[Aim of the exercise]
Can you return, word for word, every line from the one containing "Dear assistant, the user would like the person wearing" through the final line of the items, with both of those lines included?

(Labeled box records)
☆ ☆ ☆ ☆ ☆ ☆ ☆

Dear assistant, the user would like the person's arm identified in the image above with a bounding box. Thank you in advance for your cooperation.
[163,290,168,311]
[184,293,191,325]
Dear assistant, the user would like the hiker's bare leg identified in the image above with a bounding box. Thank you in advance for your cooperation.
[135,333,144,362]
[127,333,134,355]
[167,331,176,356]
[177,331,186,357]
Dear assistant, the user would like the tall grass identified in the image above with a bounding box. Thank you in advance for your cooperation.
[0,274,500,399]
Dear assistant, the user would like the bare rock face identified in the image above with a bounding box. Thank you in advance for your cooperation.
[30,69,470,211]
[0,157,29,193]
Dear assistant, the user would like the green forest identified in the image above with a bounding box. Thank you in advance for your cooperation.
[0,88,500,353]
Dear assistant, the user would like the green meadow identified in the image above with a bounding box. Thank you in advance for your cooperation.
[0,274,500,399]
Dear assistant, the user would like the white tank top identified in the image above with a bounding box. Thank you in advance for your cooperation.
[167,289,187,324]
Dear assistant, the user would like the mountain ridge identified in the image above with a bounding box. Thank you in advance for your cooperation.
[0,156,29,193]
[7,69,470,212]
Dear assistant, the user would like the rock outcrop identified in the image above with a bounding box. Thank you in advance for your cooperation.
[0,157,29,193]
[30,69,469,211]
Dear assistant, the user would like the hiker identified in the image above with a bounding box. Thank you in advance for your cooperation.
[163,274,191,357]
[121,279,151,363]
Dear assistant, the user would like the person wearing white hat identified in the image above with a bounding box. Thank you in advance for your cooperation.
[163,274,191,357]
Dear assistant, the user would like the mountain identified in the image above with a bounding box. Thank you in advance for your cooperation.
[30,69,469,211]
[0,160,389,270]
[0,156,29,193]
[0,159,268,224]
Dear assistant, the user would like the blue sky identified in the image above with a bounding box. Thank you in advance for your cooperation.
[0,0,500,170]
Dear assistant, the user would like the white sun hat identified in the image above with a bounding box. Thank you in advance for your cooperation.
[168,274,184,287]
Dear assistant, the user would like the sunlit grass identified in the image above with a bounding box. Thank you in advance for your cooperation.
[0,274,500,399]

☆ ☆ ☆ ☆ ☆ ☆ ☆

[Task response]
Dear assistant, the user would like the person wearing white hat identified in the image above with a bounding box. Thank you in advance for your cooperation.
[163,274,191,357]
Dear assistant, the user would like the mountain identified in the image above with a bounding box. Thank you in advance for your cooperation.
[30,69,469,211]
[0,160,389,270]
[0,156,29,193]
[0,159,268,224]
Dear assistant, the user would like the blue sky identified in the image above with a bounding box. Thank you in advance for your cooperation.
[0,0,500,170]
Dear assistant, the user would like the white sun hat identified in the image above with a bounding box. Thank you in advance for your cooperation.
[168,274,184,287]
Dear assistant, the user would like the sunlit grass identified in the image above with a bounding box. Thank you in advance for your cooperation.
[0,274,500,399]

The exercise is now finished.